# 読む文章:
_ _ _ _
Posted by Paulo Vitor Damo da Rosa

October 6, 2010

http://www.channelfireball.com/articles/pvs-playhouse-draft-fundamentals/

channel Fireball様の記事です
PVがドラフトにおける基本的なセオリーを解説しています。PVの記事は比較的文章量が多いですが、英語は読みやすいし内容も興味深いものが多いです。

以下本文

緒言
最近、channelfireballのHPにおいて、私たちはドラフトビデオをUpしています。なるべくドラフト中に何を考えているのか伝えようと努力していますが、その全てをお伝えすることは難しいです。とりわけ、活発に頭を働かせねばならない様な場面ではなく、ドラフトにおける基本的な原則をただ適用している場合などを説明すると、おなじ事を何度も繰り返すことになってしまいます。(中略)ドラフトビデオが注目を浴びている今は、ドラフト理論について語るちょうどいいタイミングだと思います。

これから話すことは、他の記事でもう読んだ事がある内容を含んでいるかもしれません。でも、こういう記事をまだ読んだことがない人にとっては、とても読む価値のある記事だと思います。

Analyzing the packs:
パックを開けた後に貴方がするべきことを、順を追って説明します。まず、パック内のカードをすべて見て、どれが最も強力なカードか判断します。次に、下家が次にピックするであろうカードを推測します。もちろん、それは下家の初手に左右されることなので、完全に断定することはできません(例えば、Azure DrakeはCloud Crusaderより良いカードですが、初手で白いカードを取ったプレイヤーは誰でもCrusaderを取るでしょう)。しかし、いくつかの選択肢まで絞ることはできるでしょう。さらにその後にやるべきことは、下下家に対しても同様の推測をすることです―基本的には、2番目と3番目にパワフルなカードを同定し、それらを取ったプレイヤーの行動がその後どうなり、あなたにどう影響を及ぼすか考えるのです。
_ _ _ _
# やること:
• A. ドラフトの記事で「パックを開けた後に貴方がするべきことを」で始まる段落を、主な内容を残して箇条書きに短くまとめる。
• B. ドラフトの記事の続きを、最後の文の後から書いてください。
_ _ _ _
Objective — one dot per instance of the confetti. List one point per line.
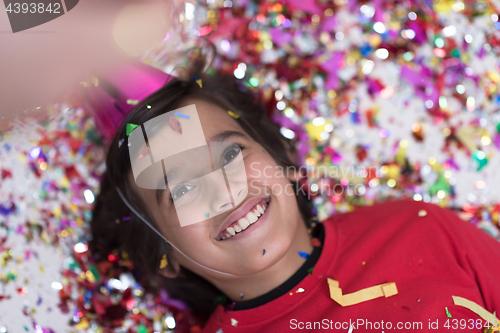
(181, 115)
(163, 262)
(315, 242)
(476, 308)
(232, 114)
(363, 295)
(130, 128)
(422, 213)
(175, 124)
(303, 254)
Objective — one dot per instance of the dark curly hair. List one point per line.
(142, 245)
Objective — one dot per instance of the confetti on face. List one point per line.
(303, 254)
(315, 242)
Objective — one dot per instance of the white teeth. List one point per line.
(251, 217)
(243, 222)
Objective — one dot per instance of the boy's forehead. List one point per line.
(213, 118)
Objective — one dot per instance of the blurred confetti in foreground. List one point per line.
(381, 100)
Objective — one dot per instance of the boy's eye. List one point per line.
(230, 154)
(180, 191)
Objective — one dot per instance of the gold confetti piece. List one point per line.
(232, 114)
(82, 325)
(363, 295)
(476, 308)
(163, 262)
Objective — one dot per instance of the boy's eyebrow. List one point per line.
(223, 136)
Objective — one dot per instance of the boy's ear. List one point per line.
(171, 271)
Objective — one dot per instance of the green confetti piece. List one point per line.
(130, 128)
(480, 157)
(441, 184)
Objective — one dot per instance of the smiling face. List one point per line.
(266, 217)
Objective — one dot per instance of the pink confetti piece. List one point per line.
(175, 124)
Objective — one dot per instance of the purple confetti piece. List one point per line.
(280, 37)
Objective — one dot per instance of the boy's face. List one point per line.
(267, 193)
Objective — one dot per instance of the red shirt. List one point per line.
(430, 258)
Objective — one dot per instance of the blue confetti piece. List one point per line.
(181, 115)
(303, 254)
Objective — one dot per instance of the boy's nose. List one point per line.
(220, 200)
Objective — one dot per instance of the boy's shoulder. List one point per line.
(396, 217)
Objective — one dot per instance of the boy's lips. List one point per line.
(241, 212)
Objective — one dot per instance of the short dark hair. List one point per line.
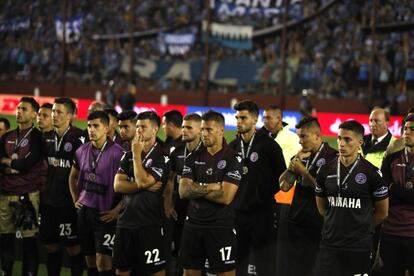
(308, 121)
(68, 103)
(192, 117)
(212, 115)
(174, 116)
(353, 126)
(47, 105)
(5, 122)
(99, 115)
(112, 112)
(409, 118)
(151, 116)
(31, 101)
(127, 115)
(247, 105)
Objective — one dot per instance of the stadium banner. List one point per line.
(73, 28)
(175, 44)
(331, 121)
(290, 117)
(266, 8)
(14, 25)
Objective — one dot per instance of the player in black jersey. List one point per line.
(58, 214)
(211, 176)
(263, 163)
(141, 178)
(127, 121)
(176, 208)
(304, 222)
(44, 118)
(352, 197)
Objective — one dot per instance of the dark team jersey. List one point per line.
(263, 164)
(97, 186)
(178, 156)
(398, 170)
(348, 223)
(145, 208)
(303, 210)
(59, 153)
(24, 147)
(200, 166)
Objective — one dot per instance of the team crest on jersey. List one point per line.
(221, 164)
(321, 162)
(24, 143)
(68, 147)
(148, 163)
(360, 178)
(254, 156)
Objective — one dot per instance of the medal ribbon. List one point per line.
(338, 171)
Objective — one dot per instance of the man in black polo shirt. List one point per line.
(304, 222)
(176, 208)
(127, 121)
(263, 163)
(211, 176)
(141, 178)
(352, 197)
(20, 161)
(59, 218)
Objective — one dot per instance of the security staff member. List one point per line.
(21, 164)
(263, 164)
(304, 222)
(210, 180)
(352, 197)
(397, 231)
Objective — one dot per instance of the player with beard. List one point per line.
(352, 197)
(263, 163)
(304, 224)
(44, 118)
(59, 218)
(176, 208)
(20, 155)
(210, 180)
(91, 183)
(141, 179)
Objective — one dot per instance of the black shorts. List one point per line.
(95, 236)
(58, 224)
(142, 248)
(339, 262)
(217, 245)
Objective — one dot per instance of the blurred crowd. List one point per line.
(331, 55)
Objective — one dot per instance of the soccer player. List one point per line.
(210, 180)
(141, 179)
(304, 224)
(91, 183)
(113, 126)
(352, 197)
(44, 118)
(22, 166)
(263, 163)
(127, 127)
(59, 218)
(397, 231)
(4, 126)
(176, 208)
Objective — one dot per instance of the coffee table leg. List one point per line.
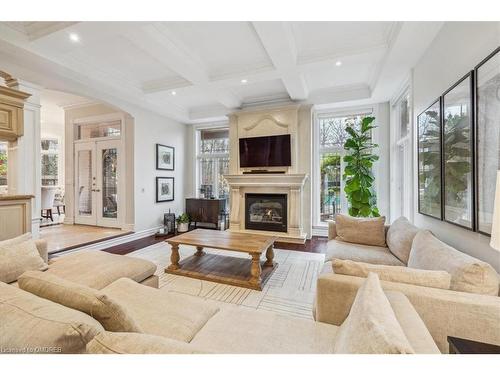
(174, 258)
(199, 251)
(270, 256)
(255, 270)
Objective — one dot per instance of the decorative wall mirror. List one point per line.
(487, 90)
(458, 161)
(429, 161)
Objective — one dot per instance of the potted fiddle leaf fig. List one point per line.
(358, 176)
(183, 223)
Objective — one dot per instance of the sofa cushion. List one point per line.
(361, 230)
(137, 343)
(17, 257)
(245, 330)
(33, 324)
(96, 269)
(431, 279)
(371, 326)
(93, 302)
(400, 237)
(468, 274)
(162, 313)
(361, 253)
(413, 326)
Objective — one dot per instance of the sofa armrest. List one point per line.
(41, 246)
(332, 230)
(444, 312)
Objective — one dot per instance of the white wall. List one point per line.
(149, 130)
(457, 48)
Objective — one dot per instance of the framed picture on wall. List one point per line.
(165, 157)
(487, 95)
(458, 153)
(429, 161)
(164, 189)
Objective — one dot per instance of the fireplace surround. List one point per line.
(266, 212)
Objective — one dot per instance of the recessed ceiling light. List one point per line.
(74, 37)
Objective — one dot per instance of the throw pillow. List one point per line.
(431, 279)
(361, 230)
(17, 257)
(371, 326)
(105, 310)
(468, 274)
(400, 237)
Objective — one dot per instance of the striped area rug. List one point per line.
(290, 289)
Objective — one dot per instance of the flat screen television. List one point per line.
(271, 151)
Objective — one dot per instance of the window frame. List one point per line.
(319, 227)
(214, 156)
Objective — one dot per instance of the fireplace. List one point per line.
(266, 212)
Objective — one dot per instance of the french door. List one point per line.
(97, 183)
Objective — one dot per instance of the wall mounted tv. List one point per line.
(271, 151)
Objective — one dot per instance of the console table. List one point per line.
(202, 210)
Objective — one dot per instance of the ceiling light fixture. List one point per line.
(74, 37)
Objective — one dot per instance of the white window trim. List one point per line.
(59, 154)
(406, 143)
(320, 227)
(197, 155)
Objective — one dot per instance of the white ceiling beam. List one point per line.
(166, 48)
(278, 41)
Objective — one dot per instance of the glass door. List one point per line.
(97, 183)
(108, 198)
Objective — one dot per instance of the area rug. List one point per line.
(290, 290)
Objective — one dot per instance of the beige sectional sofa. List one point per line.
(470, 308)
(96, 269)
(175, 323)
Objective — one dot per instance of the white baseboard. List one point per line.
(114, 241)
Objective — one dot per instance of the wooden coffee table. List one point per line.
(248, 273)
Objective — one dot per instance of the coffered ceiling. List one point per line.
(192, 71)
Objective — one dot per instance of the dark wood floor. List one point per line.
(315, 245)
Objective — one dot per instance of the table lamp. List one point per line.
(495, 229)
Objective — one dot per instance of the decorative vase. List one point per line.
(183, 227)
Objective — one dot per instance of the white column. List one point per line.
(24, 154)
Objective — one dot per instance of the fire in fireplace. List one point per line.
(266, 212)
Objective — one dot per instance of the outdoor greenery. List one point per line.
(358, 175)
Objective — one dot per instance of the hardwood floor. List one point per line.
(64, 237)
(315, 245)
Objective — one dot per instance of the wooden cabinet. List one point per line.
(11, 113)
(15, 215)
(207, 211)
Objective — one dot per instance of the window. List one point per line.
(331, 139)
(3, 163)
(50, 162)
(213, 162)
(401, 179)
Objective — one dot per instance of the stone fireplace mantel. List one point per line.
(290, 184)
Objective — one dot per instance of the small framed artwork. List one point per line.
(165, 157)
(164, 189)
(487, 78)
(429, 161)
(458, 154)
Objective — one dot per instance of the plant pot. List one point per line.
(183, 227)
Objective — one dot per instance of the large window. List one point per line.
(331, 139)
(50, 162)
(3, 164)
(213, 162)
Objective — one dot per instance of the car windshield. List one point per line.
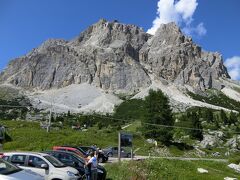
(56, 163)
(7, 168)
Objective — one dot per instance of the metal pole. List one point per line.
(119, 147)
(131, 153)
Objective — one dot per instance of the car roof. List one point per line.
(65, 152)
(65, 147)
(25, 153)
(59, 151)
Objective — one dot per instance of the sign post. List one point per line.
(124, 140)
(119, 146)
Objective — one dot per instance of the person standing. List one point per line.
(92, 162)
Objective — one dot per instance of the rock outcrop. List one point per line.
(117, 58)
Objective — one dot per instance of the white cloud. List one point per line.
(200, 30)
(180, 12)
(233, 66)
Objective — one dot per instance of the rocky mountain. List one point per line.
(117, 59)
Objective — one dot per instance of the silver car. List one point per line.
(9, 171)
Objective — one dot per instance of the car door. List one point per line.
(34, 164)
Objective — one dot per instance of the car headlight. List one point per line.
(70, 173)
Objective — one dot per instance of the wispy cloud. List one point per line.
(180, 12)
(233, 66)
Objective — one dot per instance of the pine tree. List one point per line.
(197, 133)
(208, 115)
(224, 117)
(158, 112)
(232, 118)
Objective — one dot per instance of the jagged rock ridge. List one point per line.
(118, 58)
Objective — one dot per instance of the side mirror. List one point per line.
(44, 166)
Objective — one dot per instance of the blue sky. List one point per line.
(213, 24)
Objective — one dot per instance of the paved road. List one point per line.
(114, 159)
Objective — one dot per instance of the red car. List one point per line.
(70, 149)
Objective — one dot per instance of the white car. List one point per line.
(9, 171)
(45, 165)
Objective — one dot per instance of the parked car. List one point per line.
(72, 149)
(73, 160)
(113, 151)
(43, 164)
(101, 156)
(9, 171)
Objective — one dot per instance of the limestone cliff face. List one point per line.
(118, 58)
(174, 57)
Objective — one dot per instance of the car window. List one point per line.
(34, 161)
(55, 162)
(18, 159)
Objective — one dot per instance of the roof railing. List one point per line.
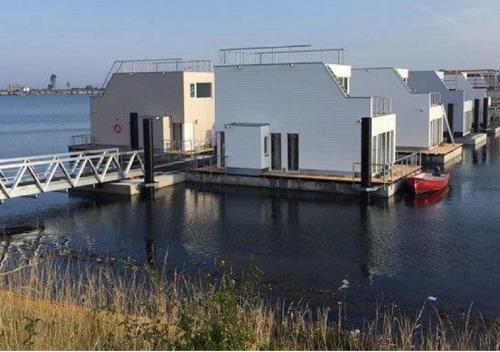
_ _ _ _
# 解答:
• A.
- パックを開けたら、まず全カードを見て、最も強力なカードを判断する。
- 次に、下家が次にピックするカードを推測する。下家の初手に左右されるため断定はできない。たとえばAzure DrakeはCloud Crusaderより良いカードだが、初手で白を取ったプレイヤーならCrusaderを取る。それでも候補をいくつかに絞ることはできる。
- その後、下下家についても同様に推測する。
- 基本的には、2番目と3番目に強力なカードを特定し、それを取ったプレイヤーがその後どう動き、自分にどう影響するかを考える。

• B.
これらが終わった後に、ピックに値するカードが何枚あるか数えます。それらが7枚以上あれば、あなたはそれらの内から一巡してきた一枚を手にすることができるでしょう。さらに、8番手、9番手のカードも把握しておきます。1巡してくるであろうカードによって、あなたの初手やその後のピックが影響を受ける場合もあります。例えばInspired Chargeが1巡することが分かっていれば、白を含んだアグロデッキを組む理由になるでしょう。Maritime Guardが1巡してくることが分かっていれば、低マナ域を満たすカードをやっきになって確保する必要はなくなるでしょう。1つの色に沢山のカードがある場合は注意を払ってください―この場合、あなたは一巡後におなじ色のカードを手に入れられるかもしれません。それらが全て取られるだけの人数がその色に興味を示さないかもしれないからです。

さらに、どんな重要なカードを流したかを留意しておいてください。ここでいう重要なカードとは、私が考えるところでは、インスタント除去、ジャイグロ系カード、「反逆」系カードなどです。ドラフトが進むにつれて、この作業は簡単になります。「2ピック目でGiant Growthsを流した!」という情報はたいして重要ではありません。誰が持ってるかの手がかりがないからです。しかし、あなたの前を4枚のGiant Growthが流れていったならば、それは対戦相手が緑を使っていた場合にそれを打たれる可能性が大変高いことを意味しています。また、FireballやPyroclasmの様なカードを流して、隣のプレイヤーが赤を使っていた場合、彼はそれらを持っている可能性が非常に高いでしょう。そして、そのことを把握していることは大変重要なことです。それゆえ、あなたは、あなたが肥え肥らせた人物の名前や顔を把握しておくよう努めるべきです。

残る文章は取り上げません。